----- Provided text -----

And so if you warned Minnesotans every time it is merely freezing cold, you would struggle to get their attention when it was dangerously cold. Levens' office issues a wind chill advisory only when the temperature reaches minus 25 and a wind chill warning when it reaches 40 below.

While it won't be historically cold in Duluth this week — temperatures are expected to reach as low as minus 7 degrees — Levens said that residents might still feel the bite of the cold as the city is coming off its second warmest December on record.

Roughly 1,000 miles south, the Dallas-Fort Worth region won't get as cold as Duluth this week, with a low temperature of 14 degrees. But the freezing temperatures there could pack a more significant punch, said Tom Bradshaw, a meteorologist in the service's office in Fort Worth, Texas, where the average high temperature for January is 56 degrees.

"We could be looking at as much as 80, 85 hours of below-freezing temperatures here," he said, "which for us is definitely on the colder side of what we normally experience."

His office sends out an advisory when wind chills are expected to fall below zero, while a wind chill warning comes when it's likely to plunge below minus 18, Bradshaw said.

On the plus side, he said, this week's cold snap isn't expected to come with precipitation and icing, which battered Texas during a storm in February 2021. More than 200 people died, and millions were left without electricity and heat in the cold. Many also had no clean water, as pipes had burst or water treatment plants had failed.

Not only is the infrastructure in the South not as comfortable in such extremes, but also its population — which is less acclimated to severe winter weather — can also struggle more, according to Dr. Gordon Giesbrecht, an expert on cold weather physiology and hypothermia at the University of Manitoba.

The body responds to feeling cold, he said, by tightening blood vessels to stanch blood flow to the extremities. That protects a person's core and vital organs from getting cold. The body can also shiver to increase heat production, he said. But both those protective tendencies mean that the skin gets colder and is at a higher risk of frostbite.

----- Data provided -----

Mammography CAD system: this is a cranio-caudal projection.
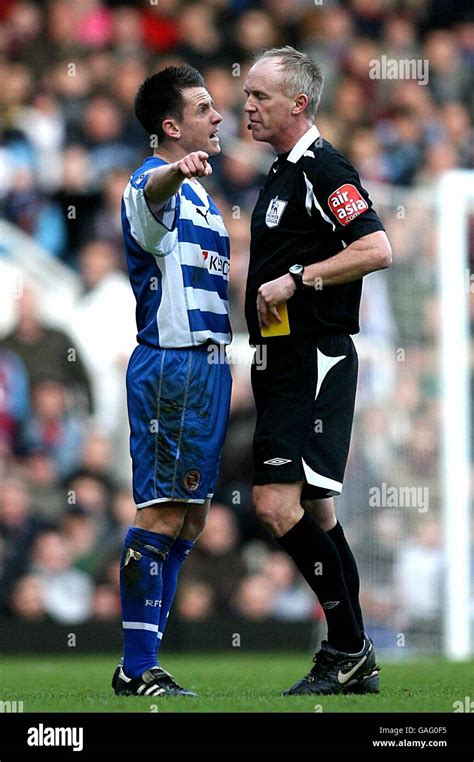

-----

Directions
a) Decide whether each statement below agrees with the cold-snap article, answering yes or no and quoting the deciding words. (i) Levens' office issues a wind chill warning when it reaches 40 below. (ii) This week's cold snap in the Dallas-Fort Worth region is expected to bring precipitation and icing. (iii) Duluth is coming off its warmest December on record.
b) Answer these questions from the cold-snap article.
(i) How low are temperatures expected to reach in Duluth this week?
(ii) What is the average high temperature for January in Fort Worth?
(iii) At which university is Dr. Gordon Giesbrecht an expert on cold weather physiology and hypothermia?
c) Resume the cold-snap article, writing on from its final sentence.

Task-by-task outputs
a)
(i) Yes: "a wind chill warning when it reaches 40 below."
(ii) No: "this week's cold snap isn't expected to come with precipitation and icing"
(iii) No: "the city is coming off its second warmest December on record."

b)
(i) As low as minus 7 degrees.
(ii) 56 degrees.
(iii) The University of Manitoba.

c)
"People who are more adapted to cold, like if you live in Minnesota, your skin will not get as cold," Giesbrecht said. "Your body figures out through continued exposure that, 'Well, we can afford to lose a little heat at the expense of keeping our skin warm because it takes a lot to actually cool the core.'"

People who are not used to such cold will probably experience more constriction, he said, leaving them more at risk of frostbite. Giesbrecht advised keeping the head, fingers and toes well-covered.

The possibility of frostbite confronts anyone who is cold, of course, whether they're better adapted to extremes or not.

"People often get fooled. They don't feel anything and say, 'OK, I'm OK now,'" Giesbrecht said of the numbness induced by icy temperatures. "You have to do something: Either put more insulation on, or do some exercise to increase your heat production, or go inside."

And bear in mind that even Minnesota is relatively warm by some standards. Natalie Hasell, a warning preparedness meteorologist for the Canadian government, said that on the shores of the Hudson Bay in northern Manitoba, the threshold for a wind chill advisory is minus 50 degrees Celsius, or about minus 58 degrees Fahrenheit.

It's not that people there are "super human," she explained, because anyone's skin could freeze in five to 10 minutes of exposure to temperatures below minus 40 or even more quickly in strong winds.

"But it just happens so often there that they'd never hear the message of when it would be really bad," Hasell said. She added, "If you only have two minutes before your skin can freeze, you want to hear that if you're used to having 10 minutes."